--- SHORT EXERCISE ---
Could you put every line of the data below into a JSON list of strings, one string per line, with blank lines dropped and the pictures left out?
((
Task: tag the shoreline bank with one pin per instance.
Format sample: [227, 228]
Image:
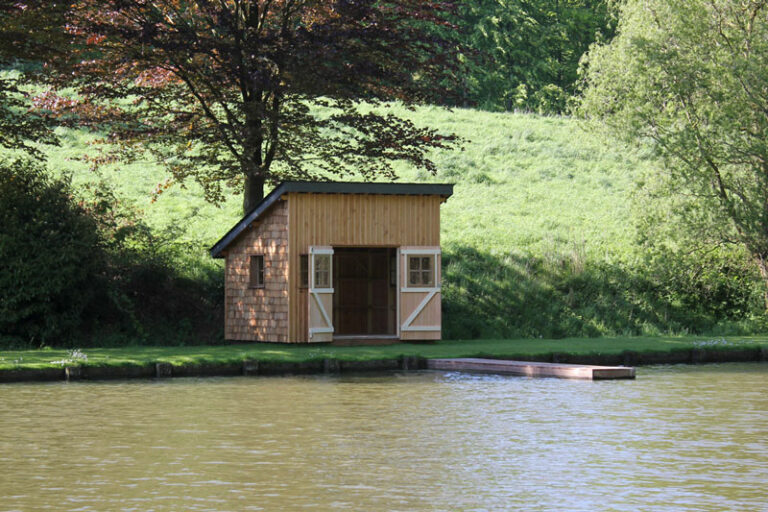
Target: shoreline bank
[256, 367]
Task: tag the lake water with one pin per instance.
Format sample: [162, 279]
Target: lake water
[681, 438]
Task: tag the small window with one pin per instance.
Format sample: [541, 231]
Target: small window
[304, 271]
[420, 271]
[322, 271]
[256, 276]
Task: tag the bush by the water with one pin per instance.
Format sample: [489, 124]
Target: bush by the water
[81, 272]
[50, 252]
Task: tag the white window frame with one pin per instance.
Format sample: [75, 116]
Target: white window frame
[434, 253]
[320, 252]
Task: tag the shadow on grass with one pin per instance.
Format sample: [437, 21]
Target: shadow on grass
[513, 296]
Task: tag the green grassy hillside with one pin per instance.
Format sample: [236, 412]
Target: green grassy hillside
[525, 184]
[539, 238]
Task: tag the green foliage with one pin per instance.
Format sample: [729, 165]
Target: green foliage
[690, 77]
[528, 52]
[50, 251]
[236, 354]
[539, 239]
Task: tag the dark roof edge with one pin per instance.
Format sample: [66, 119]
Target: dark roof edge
[329, 187]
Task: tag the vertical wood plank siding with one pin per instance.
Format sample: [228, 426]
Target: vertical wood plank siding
[352, 220]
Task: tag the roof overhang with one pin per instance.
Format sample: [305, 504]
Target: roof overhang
[328, 187]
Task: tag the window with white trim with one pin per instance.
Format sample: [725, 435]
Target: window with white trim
[304, 271]
[322, 271]
[421, 271]
[256, 271]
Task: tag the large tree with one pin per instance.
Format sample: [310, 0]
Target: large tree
[255, 91]
[691, 77]
[30, 31]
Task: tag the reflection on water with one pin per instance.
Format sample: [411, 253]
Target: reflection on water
[677, 438]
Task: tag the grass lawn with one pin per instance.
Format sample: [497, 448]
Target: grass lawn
[51, 358]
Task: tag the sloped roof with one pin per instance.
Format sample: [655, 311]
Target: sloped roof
[329, 187]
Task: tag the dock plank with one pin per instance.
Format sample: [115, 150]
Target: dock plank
[533, 369]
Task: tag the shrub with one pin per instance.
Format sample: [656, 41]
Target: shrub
[50, 255]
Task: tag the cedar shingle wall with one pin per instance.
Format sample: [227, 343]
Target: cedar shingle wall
[259, 314]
))
--- SOLUTION FOR THIS PROBLEM ---
[
  "Task: tag the shoreline bank with one pin per instance.",
  "Format sample: [227, 228]",
  "Image:",
  "Target: shoreline bank",
  "[256, 367]",
  "Task: tag the lake water with one pin per instance.",
  "Format sample: [162, 279]",
  "Target: lake water",
  "[681, 438]",
  "Task: tag the small window with one pin per instance.",
  "Format sample: [541, 231]",
  "Target: small window",
  "[304, 271]",
  "[420, 271]",
  "[322, 271]",
  "[256, 276]",
  "Task: tag the bush by the water with one pin per instance.",
  "Format sample: [489, 124]",
  "Target: bush by the water",
  "[81, 272]",
  "[50, 252]",
  "Task: tag the white window frame with one pin per instance.",
  "Format sample: [75, 116]",
  "Target: white window frame",
  "[434, 253]",
  "[320, 252]",
  "Task: tag the shadow on grass with one pin per instance.",
  "Format sample: [437, 21]",
  "Target: shadow on grass",
  "[513, 296]",
  "Task: tag the green grassy hillside with one pin per instance.",
  "Format sample: [236, 412]",
  "Target: green grassy hillside",
  "[525, 184]",
  "[539, 238]",
  "Task: tag the green foliage with one pin per instance.",
  "Format sample: [729, 165]",
  "Target: green foliage",
  "[690, 77]",
  "[528, 52]",
  "[50, 251]",
  "[236, 354]",
  "[539, 239]",
  "Task: tag the dark roof edge with one pin per instance.",
  "Format sample: [66, 119]",
  "Target: dark roof edge",
  "[329, 187]",
  "Task: tag the vertical wood plank siding with one pin per instance.",
  "Format sample: [228, 426]",
  "Target: vertical wood plank siding",
  "[352, 220]",
  "Task: tag the roof overhang with one pin per instance.",
  "Format sample: [305, 504]",
  "Target: roof overhang",
  "[328, 187]",
  "Task: tag the window with white trim with one pin per instance.",
  "Format sample: [725, 435]",
  "Target: window with white trim",
  "[304, 271]",
  "[322, 271]",
  "[421, 271]",
  "[256, 271]",
  "Task: tag the large tree with one pin per instance.",
  "Format sample: [310, 0]",
  "Target: large tree",
  "[255, 91]",
  "[691, 77]",
  "[30, 31]",
  "Task: tag the reflection on water with one pin per instance.",
  "Format sample: [411, 253]",
  "Target: reflection on water",
  "[677, 438]",
  "Task: tag the grass lawn with one pin per instance.",
  "Format sample: [497, 448]",
  "Target: grass lawn",
  "[51, 358]",
  "Task: tag the sloped roof with one pin per instance.",
  "Format sample: [655, 311]",
  "Target: sloped roof",
  "[329, 187]",
  "Task: tag the dock plank with one pin per instance.",
  "Format sample: [115, 150]",
  "Target: dock plank",
  "[533, 369]",
  "Task: tag the shrub with one pin per instance.",
  "Format sample: [656, 41]",
  "Target: shrub",
  "[50, 255]",
  "Task: tag the cedar shingle wall with one pin per instance.",
  "Format sample: [227, 343]",
  "Target: cedar shingle wall",
  "[259, 314]"
]